**Selected excerpt:**
+ + + + + + +
I’d managed to lose a significant amount of weight over the last couple of years using my Sacred Vessel principles and I was already feeling much more positive about my body shape and size, but the fibroid and enlarged uterus gave me a pregnant look which I couldn't do anything about. I was aware that some of my weight loss since the operation was not just fibroid, uterus and fat, and must have included muscle loss; I expected some weight to go back on as I regain my fitness and that’s a good thing!


I picked some simple exercise games on the console that were balance based to strengthen my core and some gentle step-based exercises to build some muscle and stamina. I avoided anything strenuous. I started with just 15 minutes and built up to 20 minutes a day, then 30 minutes when that felt easy.
+ + + + + + +
(Referring expression pointing data)
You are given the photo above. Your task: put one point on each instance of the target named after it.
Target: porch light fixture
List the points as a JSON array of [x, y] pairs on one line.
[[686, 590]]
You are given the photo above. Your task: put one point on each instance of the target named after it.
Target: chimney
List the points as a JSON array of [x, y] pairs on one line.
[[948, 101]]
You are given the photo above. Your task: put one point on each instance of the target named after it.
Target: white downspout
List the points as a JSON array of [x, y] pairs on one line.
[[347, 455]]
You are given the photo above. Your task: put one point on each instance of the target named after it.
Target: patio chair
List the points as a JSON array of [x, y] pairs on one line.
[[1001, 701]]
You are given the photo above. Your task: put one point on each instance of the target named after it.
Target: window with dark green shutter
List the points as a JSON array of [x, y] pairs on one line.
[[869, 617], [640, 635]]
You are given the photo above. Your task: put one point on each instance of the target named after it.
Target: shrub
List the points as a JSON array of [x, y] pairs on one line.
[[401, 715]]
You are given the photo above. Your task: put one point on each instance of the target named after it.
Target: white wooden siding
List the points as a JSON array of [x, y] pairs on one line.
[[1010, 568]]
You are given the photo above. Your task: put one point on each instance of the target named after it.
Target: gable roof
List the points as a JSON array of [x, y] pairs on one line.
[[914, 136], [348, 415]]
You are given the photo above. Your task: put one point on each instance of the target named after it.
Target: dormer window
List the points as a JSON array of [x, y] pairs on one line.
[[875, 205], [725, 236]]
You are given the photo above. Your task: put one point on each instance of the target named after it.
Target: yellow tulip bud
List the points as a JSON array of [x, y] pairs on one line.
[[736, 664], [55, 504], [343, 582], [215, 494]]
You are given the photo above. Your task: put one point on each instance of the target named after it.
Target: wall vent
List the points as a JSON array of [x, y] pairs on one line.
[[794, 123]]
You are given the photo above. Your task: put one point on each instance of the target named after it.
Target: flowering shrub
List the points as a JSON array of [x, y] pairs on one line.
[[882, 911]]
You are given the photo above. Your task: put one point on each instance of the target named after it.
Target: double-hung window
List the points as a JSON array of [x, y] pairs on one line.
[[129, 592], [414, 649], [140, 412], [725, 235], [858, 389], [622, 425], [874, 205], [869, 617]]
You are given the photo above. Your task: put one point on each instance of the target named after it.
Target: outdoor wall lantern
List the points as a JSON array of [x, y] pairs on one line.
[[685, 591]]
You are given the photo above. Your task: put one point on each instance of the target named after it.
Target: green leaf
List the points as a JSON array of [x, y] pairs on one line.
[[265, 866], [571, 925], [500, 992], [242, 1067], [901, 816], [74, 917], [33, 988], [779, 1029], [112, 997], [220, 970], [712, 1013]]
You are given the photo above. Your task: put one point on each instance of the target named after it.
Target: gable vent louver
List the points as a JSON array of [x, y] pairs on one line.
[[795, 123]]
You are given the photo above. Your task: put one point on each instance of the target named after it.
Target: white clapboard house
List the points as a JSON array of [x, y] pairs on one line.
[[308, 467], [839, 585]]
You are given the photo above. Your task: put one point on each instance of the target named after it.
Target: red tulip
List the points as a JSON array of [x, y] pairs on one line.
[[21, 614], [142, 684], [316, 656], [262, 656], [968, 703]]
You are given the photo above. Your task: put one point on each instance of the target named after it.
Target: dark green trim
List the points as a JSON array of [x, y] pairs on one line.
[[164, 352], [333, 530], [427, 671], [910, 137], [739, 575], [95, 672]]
+ + + + + + +
**Parts of the exercise:**
**a.** Answer these questions about the post-surgery recovery text:
(i) What principles did the writer use to lose weight over the last couple of years?
(ii) What gave the writer a pregnant look?
(iii) How many minutes a day did the writer start exercising with?
**b.** Carry on writing the post-surgery recovery text, starting after its last sentence.
You won't need the records for any of this.

**Answers to the tasks:**
**a.**
(i) The writer's Sacred Vessel principles.
(ii) The fibroid and enlarged uterus.
(iii) 15 minutes.

**b.**
Despite the bleeding these two weeks felt like the best for seeing steady improvement. Doing some regular gentle exercise brought rewards. At the end of week 5 the sun came out and I asked Steve to accompany me on a walk outdoors. I’d been feeling like a hermit! We have a quiet country lane near our house so a wander between fields and hedgerows was easy to access.


It felt so good to walk in the sun, to see the honeysuckle in bloom in the hedges and the sheep grazing. I was pleased of Steve’s company, I didn’t entirely trust my legs to go out solo. I held my hand protectively over my belly all the way. We did 10 minutes out before we turned back. My legs did feel shaky for the last 5 minutes.


On the six week anniversary of the operation I realised that I had not taken any painkillers for almost a week. I could still feel some tenderness externally and internally, especially if I coughed, sneezed or laughed, but it wasn’t too uncomfortable to cope with.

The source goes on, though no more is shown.